Source records:
# # # #

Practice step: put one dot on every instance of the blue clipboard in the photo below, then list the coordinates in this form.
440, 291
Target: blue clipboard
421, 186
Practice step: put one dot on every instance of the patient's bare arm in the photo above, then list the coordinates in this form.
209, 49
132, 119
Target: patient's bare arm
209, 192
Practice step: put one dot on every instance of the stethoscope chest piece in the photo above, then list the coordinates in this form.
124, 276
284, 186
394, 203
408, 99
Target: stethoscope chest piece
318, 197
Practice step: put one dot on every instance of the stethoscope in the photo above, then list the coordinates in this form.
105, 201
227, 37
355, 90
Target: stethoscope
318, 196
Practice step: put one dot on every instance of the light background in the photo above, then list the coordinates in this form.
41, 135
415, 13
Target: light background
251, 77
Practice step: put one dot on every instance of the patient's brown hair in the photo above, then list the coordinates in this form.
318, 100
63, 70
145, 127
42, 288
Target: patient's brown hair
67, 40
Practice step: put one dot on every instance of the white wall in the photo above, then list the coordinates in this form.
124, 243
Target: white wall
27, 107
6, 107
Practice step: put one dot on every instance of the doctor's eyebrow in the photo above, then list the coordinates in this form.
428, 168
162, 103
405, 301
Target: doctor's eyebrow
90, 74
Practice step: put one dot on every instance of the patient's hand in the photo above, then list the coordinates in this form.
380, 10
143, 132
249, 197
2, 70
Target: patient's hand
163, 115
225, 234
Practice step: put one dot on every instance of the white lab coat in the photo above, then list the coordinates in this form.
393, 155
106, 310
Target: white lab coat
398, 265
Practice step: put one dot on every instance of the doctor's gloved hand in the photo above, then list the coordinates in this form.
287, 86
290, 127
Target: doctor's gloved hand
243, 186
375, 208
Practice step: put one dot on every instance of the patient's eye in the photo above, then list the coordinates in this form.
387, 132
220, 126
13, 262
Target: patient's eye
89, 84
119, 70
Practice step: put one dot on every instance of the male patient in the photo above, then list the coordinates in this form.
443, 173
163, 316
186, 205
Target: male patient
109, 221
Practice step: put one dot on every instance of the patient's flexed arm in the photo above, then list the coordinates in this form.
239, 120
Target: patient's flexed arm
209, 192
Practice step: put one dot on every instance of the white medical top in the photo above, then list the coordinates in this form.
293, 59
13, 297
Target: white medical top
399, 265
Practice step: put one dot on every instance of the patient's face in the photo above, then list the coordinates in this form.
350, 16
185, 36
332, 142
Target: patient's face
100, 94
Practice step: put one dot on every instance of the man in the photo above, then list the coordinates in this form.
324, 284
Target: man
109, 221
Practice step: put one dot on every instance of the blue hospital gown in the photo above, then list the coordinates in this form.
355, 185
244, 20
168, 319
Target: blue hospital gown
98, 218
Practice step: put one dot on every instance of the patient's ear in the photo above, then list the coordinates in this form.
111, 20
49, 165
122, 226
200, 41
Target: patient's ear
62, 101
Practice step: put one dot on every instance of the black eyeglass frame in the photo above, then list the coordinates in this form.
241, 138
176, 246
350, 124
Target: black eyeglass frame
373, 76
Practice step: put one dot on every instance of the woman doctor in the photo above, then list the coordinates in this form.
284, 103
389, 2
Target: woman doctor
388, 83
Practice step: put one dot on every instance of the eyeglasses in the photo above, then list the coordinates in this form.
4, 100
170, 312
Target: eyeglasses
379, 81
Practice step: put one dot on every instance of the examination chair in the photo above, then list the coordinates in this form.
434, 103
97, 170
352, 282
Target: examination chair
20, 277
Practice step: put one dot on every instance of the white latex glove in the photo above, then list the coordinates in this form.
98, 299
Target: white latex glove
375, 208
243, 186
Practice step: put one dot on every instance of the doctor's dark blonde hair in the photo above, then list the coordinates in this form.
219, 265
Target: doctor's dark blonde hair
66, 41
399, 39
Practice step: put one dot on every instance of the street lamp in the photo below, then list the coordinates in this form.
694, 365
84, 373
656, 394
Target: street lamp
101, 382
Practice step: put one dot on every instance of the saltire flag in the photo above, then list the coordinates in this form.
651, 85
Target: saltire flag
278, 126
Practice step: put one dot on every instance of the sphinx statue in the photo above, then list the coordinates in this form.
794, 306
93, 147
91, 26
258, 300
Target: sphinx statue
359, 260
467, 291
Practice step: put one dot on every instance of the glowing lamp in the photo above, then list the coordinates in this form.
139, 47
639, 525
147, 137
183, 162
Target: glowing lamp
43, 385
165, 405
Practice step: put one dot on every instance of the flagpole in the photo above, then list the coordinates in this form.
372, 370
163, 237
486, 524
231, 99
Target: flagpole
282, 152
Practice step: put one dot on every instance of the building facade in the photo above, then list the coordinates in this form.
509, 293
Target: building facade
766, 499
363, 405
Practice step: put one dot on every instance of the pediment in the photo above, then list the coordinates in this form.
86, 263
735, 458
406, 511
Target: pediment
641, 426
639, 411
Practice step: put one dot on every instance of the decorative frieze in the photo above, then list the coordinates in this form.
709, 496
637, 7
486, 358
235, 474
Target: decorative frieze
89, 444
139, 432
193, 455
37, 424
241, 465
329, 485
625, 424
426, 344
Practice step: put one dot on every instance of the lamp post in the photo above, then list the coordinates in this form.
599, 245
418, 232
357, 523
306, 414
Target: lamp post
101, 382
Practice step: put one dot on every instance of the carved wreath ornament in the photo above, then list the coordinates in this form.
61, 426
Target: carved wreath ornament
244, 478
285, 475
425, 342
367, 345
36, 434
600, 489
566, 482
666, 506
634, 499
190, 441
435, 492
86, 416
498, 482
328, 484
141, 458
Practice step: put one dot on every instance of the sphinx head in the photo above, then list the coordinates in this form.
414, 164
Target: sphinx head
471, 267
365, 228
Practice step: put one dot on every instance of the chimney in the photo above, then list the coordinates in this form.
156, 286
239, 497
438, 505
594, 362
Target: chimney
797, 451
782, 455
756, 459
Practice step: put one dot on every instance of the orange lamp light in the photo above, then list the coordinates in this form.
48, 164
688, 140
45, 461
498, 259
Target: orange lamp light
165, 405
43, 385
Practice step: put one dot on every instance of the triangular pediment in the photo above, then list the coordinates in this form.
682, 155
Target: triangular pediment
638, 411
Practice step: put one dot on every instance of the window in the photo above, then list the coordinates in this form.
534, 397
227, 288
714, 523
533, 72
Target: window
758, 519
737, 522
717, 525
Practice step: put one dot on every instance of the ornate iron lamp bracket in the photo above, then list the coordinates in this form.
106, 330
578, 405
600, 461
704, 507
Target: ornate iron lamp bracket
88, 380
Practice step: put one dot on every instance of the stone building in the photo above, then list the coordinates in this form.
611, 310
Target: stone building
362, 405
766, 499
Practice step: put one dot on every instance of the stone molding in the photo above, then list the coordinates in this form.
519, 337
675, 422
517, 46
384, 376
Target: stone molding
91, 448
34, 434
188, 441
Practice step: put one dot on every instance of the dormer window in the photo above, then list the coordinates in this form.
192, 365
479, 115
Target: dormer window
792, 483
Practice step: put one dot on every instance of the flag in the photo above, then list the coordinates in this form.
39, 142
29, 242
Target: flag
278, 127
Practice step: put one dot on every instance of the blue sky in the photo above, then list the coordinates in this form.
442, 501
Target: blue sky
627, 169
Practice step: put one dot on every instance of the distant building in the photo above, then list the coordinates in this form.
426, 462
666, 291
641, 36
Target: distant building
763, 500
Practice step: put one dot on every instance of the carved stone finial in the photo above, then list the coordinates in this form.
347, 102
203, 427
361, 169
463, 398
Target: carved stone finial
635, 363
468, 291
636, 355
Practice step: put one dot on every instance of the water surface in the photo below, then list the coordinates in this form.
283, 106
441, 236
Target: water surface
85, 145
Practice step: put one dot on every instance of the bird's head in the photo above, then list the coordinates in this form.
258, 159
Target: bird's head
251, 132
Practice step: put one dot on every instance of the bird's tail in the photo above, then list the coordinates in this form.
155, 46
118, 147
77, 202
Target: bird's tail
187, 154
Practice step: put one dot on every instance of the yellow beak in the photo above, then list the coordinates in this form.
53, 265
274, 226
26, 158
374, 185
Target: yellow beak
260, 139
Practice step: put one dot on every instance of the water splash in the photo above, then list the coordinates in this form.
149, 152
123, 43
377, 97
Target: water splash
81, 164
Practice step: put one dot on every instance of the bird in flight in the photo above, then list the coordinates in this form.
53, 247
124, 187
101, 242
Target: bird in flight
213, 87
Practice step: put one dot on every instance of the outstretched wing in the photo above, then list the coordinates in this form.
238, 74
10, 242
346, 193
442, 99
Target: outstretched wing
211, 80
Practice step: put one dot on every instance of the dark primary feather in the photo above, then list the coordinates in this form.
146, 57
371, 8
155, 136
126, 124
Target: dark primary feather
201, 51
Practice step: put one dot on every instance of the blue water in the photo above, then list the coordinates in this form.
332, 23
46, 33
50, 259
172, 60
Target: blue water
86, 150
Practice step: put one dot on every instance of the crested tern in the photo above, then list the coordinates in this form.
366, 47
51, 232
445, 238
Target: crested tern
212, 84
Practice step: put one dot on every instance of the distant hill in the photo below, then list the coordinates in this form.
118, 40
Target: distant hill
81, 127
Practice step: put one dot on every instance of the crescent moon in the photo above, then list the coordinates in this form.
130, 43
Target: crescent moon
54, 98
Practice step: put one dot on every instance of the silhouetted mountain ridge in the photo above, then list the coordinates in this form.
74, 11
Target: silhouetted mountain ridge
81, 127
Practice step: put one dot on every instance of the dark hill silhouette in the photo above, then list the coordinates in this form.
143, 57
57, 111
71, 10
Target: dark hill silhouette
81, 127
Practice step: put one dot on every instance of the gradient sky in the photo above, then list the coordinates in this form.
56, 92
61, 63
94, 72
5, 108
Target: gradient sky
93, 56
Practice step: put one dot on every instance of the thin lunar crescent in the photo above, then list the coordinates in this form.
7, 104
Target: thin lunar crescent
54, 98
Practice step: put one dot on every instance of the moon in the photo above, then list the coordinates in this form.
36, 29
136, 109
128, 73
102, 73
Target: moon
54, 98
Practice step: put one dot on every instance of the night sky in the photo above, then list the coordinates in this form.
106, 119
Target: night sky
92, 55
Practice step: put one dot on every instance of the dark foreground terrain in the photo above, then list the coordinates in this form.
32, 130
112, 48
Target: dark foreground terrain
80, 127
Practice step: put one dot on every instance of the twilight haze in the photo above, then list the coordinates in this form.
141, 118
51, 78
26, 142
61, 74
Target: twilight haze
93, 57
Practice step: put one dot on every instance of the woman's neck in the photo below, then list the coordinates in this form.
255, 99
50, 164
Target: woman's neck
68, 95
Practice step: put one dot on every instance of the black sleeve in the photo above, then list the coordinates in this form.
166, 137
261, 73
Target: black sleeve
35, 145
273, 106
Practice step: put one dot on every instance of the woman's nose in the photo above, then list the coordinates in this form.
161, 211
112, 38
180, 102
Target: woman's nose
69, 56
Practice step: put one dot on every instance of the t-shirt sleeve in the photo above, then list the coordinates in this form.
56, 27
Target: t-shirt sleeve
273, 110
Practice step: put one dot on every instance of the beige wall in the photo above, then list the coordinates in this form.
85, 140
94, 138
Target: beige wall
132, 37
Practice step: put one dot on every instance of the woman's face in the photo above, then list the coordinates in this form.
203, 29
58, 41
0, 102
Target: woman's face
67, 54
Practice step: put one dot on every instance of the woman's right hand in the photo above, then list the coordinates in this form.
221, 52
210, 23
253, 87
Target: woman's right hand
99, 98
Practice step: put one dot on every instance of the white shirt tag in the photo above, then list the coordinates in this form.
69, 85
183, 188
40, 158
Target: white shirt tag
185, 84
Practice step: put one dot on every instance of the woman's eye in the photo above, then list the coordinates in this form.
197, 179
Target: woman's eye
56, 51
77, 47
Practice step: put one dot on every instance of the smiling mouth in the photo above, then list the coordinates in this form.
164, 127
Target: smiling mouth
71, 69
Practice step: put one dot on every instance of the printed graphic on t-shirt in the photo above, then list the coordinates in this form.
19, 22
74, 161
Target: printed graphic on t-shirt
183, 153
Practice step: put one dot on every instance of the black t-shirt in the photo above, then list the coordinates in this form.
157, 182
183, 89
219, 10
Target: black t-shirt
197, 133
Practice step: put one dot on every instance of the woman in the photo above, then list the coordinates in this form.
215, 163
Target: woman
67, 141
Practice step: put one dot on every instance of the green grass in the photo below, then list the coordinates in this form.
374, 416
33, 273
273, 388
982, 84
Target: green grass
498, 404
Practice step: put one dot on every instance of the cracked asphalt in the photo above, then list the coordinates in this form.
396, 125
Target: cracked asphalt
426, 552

# # # #

Problem statement: Repeat word for word the lines above that run from the line containing "Target: dark hill silhouette" through the line containing "Practice step: put one dot on every instance of the twilight", both ends included, and nothing else.

Problem solution:
Target: dark hill silhouette
81, 127
Practice step: put one dot on every instance of the gradient sky in the photo above, then list the coordinates in this form.
56, 92
61, 63
94, 72
5, 108
Target: gradient sky
93, 56
Practice step: put one dot on every instance of the thin lunar crescent in the photo above, then list the coordinates in this form.
7, 104
Target: thin lunar crescent
54, 98
Practice step: put one dot on every instance of the moon in the photo above, then list the coordinates in this form.
36, 29
136, 109
128, 73
102, 73
Target: moon
54, 98
Practice step: put one dot on every instance of the night sky in the photo above, then list the coordinates in this form.
106, 119
Target: night sky
92, 55
Practice step: put one dot on every instance of the dark foreground terrain in the photo above, then list the coordinates in this form.
32, 130
112, 48
Target: dark foreground terrain
80, 127
Practice step: put one dot on every instance of the twilight haze in the photo above, then list the coordinates in this form.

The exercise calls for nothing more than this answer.